Write the next part of the local SEO article, starting right after its last sentence.

**Excerpt provided:**
==========

Why Some Businesses Think Local SEO Is Dead
- They stopped investing. SEO is not set-it-and-forget-it. Rankings decay without ongoing optimization.
- Their strategy is from 2019. What worked five years ago does not work now.
- They are measuring the wrong things. Vanity metrics like impressions do not tell you if SEO is working. Leads and revenue do.
- They got outworked. If your competitor publishes weekly, builds links, and manages GBP actively, and you do not, they will outrank you.
"The 'is SEO dead' article gets written every year about every marketing channel. The answer is always the same: no, it evolved. The people pushing that narrative are usually selling the next shiny thing. What business owners should focus on is whether their current strategy matches the current landscape."
Matt Russell, Co-Founder & Creative Director
What Local SEO Looks Like in 2026
- GBP optimization is table stakes. Weekly posts, 25+ photos, complete service listings.
- Review velocity matters more than total count. 5 reviews per month consistently beats 200 stale reviews.
- Local content drives authority. Real, useful content about your services in each community you serve.
- Schema markup feeds AI visibility. Structured data helps both Google and AI search engines.
- E-E-A-T signals matter for local. Reviews, author bios, case studies, and professional credentials.
- Multi-platform presence is expected. Google, Apple Maps, Bing Places, and Yelp all contribute.
Read our complete local SEO guide for step-by-step instructions.

==========

**Dataset records:**

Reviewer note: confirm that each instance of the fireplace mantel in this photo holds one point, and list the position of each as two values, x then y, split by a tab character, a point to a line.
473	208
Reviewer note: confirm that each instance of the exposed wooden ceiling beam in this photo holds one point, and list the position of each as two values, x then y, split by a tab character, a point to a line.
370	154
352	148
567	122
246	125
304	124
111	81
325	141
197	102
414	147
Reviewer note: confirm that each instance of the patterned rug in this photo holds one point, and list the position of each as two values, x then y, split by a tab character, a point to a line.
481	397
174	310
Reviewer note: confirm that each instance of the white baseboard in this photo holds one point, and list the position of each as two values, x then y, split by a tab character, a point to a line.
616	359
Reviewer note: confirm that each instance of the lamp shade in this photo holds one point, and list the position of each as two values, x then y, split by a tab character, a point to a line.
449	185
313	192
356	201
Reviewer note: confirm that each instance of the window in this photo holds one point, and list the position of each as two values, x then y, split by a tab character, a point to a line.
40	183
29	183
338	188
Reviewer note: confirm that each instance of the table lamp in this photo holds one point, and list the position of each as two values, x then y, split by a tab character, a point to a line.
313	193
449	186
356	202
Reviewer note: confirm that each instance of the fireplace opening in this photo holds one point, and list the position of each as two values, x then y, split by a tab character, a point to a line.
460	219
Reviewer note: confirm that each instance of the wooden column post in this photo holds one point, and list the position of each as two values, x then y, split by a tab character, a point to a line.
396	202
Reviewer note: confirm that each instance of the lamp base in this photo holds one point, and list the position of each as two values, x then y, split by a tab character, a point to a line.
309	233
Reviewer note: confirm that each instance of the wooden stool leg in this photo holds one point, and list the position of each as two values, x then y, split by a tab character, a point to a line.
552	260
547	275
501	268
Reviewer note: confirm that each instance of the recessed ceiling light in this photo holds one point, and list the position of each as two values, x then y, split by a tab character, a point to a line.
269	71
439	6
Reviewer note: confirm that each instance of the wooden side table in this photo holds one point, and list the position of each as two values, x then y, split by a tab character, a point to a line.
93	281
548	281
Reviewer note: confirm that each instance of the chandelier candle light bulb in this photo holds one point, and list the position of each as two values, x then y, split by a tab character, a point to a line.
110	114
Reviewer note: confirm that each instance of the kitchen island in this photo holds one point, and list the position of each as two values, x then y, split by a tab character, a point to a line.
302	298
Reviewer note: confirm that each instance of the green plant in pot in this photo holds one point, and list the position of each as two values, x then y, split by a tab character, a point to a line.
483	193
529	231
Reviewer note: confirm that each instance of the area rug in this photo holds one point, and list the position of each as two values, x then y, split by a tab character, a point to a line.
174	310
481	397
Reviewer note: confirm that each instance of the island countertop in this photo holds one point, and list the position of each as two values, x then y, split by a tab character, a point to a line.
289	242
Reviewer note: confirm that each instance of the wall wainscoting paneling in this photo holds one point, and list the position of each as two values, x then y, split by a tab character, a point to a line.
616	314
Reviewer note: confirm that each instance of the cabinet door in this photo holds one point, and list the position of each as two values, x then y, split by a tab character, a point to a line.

==========

**Reply:**
The Strategies That Still Work
- Google Business Profile optimization with consistent posting and photo uploads
- Ethical review generation with a systematic process
- Location-specific content that serves real search intent
- Citation consistency across top directories
- Local link building through community involvement
- Schema markup for services, locations, and reviews
Frequently Asked Questions
Is local SEO still worth it in 2026?
Yes. Local SEO remains the highest-ROI marketing channel for service businesses. The businesses in our portfolio that invest consistently see cost-per-lead numbers that outperform every other channel.
Has AI search killed local SEO?
No. AI search has added a new layer, but it has not replaced the map pack, local organic results, or Google Business Profile.
Should I stop doing local SEO and focus on AI optimization?
No. Local SEO and GEO are complementary. They serve different purposes and work best together.
Is Google Business Profile still important?
Absolutely. GBP is the single most important local SEO asset. Google continues to add features and weight to GBP, making it more important, not less.